KORANNTB.com – Kasus dugaan korupsi pembangunan IGD dan ICU RSUD Lombok Utara masih terus bergulir di Kejaksaan Tinggi (Kejati) NTB. Sejumlah pihak telah ditetapkan tersangka, termasuk Wakil Bupati Lombok Utara (KLU), DKF.

DKF diduga terlibat korupsi proyek pembangunan IGD dan ICU dengan total Rp 5,1 miliar pada 2019. Statusnya telah menjadi tersangka.

Meskipun telah lama berstatus tersangka, namun kejaksaan sejauh ini belum melakukan penahanan.

Preseden Mahasiswa (Presma) Universitas Muhammadiyah Mataram (UMMAT), Afrizal mempertanyakan perilaku penegakan hukum di NTB yang terkesan jalan ditempat dan terjadi pembiaran. Terlebih adanya  penetapan tersangka kasus korupsi Wabup KLU, dinilai belum ada kejelasan hukum statusnya sebagai tersangka.

“Semenjak ditetapkan sebagai tersangka, kelihatannya Wabub KLU masih keluyuran tidak ditahan. Terlihat masih beraktivitas seperti biasanya, seperti bukan tersangka,” kata Presma Universitas Muhammadiyah Mataram Afrizal, Rabu, 2 Maret 2022.

Afrizal merasa ada janggal penetapan tersangka telah lama dilakukan, namun penahanan tidak kunjung dilakukan.

“Bagaimana bisa orang yang ditetapkan sebagai tersangka tidak ditahan. Anehnya lagi masih bisa beraktivitas dengan mengatasnamakan diri sebagai Wabub,” katanya.

## Bahan yang Disediakan
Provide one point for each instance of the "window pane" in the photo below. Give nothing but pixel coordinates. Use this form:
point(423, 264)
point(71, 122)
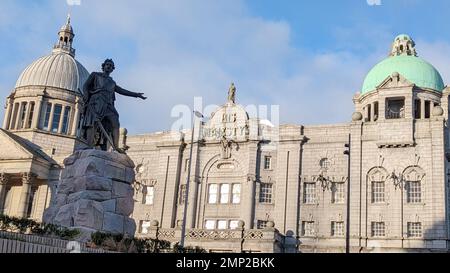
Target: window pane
point(236, 193)
point(30, 117)
point(414, 230)
point(65, 128)
point(414, 192)
point(338, 193)
point(234, 224)
point(378, 192)
point(267, 163)
point(56, 118)
point(145, 225)
point(310, 193)
point(265, 194)
point(224, 193)
point(149, 197)
point(337, 229)
point(210, 224)
point(23, 112)
point(48, 111)
point(213, 191)
point(222, 224)
point(378, 229)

## Tugas yang Diberikan 1
Menurut artikel tentang kasus korupsi RSUD Lombok Utara, berapa total nilai proyek pembangunan IGD dan ICU, dan pada tahun berapa proyek itu berlangsung?
## Tugas yang Diberikan 2
Kembalikan tanpa perubahan bagian artikel tentang kasus korupsi RSUD Lombok Utara yang dimulai dari "KORANNTB.com – Kasus" dan berlanjut hingga "statusnya sebagai tersangka.".

## Jawaban Akhir 1
Rp 5,1 miliar, pada 2019.

## Jawaban Akhir 2
KORANNTB.com – Kasus dugaan korupsi pembangunan IGD dan ICU RSUD Lombok Utara masih terus bergulir di Kejaksaan Tinggi (Kejati) NTB. Sejumlah pihak telah ditetapkan tersangka, termasuk Wakil Bupati Lombok Utara (KLU), DKF.

DKF diduga terlibat korupsi proyek pembangunan IGD dan ICU dengan total Rp 5,1 miliar pada 2019. Statusnya telah menjadi tersangka.

Meskipun telah lama berstatus tersangka, namun kejaksaan sejauh ini belum melakukan penahanan.

Preseden Mahasiswa (Presma) Universitas Muhammadiyah Mataram (UMMAT), Afrizal mempertanyakan perilaku penegakan hukum di NTB yang terkesan jalan ditempat dan terjadi pembiaran. Terlebih adanya  penetapan tersangka kasus korupsi Wabup KLU, dinilai belum ada kejelasan hukum statusnya sebagai tersangka.